## HOW TO COMPLETE THIS TASK
All lines before the one containing "Mark every instance of the coastal city", plus that line itself, are to be printed exactly as they appear below.

## RECORDS FOR THIS TASK
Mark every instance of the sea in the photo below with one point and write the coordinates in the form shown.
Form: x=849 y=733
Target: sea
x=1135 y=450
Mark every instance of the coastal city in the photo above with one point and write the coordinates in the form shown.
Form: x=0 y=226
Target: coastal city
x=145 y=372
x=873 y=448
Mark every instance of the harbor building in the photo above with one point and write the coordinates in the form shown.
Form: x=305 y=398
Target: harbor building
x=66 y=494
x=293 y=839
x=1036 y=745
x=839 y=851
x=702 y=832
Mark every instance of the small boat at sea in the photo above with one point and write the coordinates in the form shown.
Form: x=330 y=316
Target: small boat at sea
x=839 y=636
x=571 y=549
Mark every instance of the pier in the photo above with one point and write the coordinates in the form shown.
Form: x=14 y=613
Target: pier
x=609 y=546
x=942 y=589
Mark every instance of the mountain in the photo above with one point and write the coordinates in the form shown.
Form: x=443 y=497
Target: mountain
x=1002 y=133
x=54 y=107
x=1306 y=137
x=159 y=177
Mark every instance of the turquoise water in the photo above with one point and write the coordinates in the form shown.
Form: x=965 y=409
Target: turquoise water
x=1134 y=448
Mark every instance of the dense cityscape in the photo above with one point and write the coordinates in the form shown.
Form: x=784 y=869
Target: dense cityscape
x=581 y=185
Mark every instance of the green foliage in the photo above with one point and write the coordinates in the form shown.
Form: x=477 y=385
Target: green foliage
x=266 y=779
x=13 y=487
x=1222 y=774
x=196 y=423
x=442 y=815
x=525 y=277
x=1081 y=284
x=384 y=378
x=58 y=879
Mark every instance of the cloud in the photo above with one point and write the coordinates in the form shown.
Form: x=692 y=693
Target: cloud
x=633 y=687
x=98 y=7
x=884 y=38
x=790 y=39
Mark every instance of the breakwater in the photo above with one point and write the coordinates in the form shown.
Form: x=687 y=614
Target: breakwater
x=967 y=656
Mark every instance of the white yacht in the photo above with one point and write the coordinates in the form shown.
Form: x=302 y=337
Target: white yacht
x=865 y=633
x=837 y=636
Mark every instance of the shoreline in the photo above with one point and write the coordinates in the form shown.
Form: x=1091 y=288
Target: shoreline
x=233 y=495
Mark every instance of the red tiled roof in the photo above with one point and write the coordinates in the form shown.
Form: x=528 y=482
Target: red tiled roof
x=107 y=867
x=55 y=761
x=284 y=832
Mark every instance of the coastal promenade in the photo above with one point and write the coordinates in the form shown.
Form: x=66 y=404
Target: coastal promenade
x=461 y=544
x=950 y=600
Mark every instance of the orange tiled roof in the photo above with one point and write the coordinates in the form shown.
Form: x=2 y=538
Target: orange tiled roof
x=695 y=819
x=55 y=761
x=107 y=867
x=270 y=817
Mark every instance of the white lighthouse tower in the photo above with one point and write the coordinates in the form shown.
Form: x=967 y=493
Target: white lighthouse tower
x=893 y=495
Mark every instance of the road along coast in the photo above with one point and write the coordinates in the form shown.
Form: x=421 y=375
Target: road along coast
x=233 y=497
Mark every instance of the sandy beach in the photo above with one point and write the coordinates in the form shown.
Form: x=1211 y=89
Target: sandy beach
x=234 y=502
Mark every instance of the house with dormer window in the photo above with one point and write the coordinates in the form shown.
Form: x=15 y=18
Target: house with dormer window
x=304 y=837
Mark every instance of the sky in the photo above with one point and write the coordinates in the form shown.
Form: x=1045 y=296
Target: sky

## OUTPUT BELOW
Mark every instance of the sea in the photo below with one point and write the coordinates in the form shown.
Form: x=849 y=733
Target: sea
x=1135 y=450
Mark every instance of the coastal city in the photo above with one point and write the coordinates in the form shown.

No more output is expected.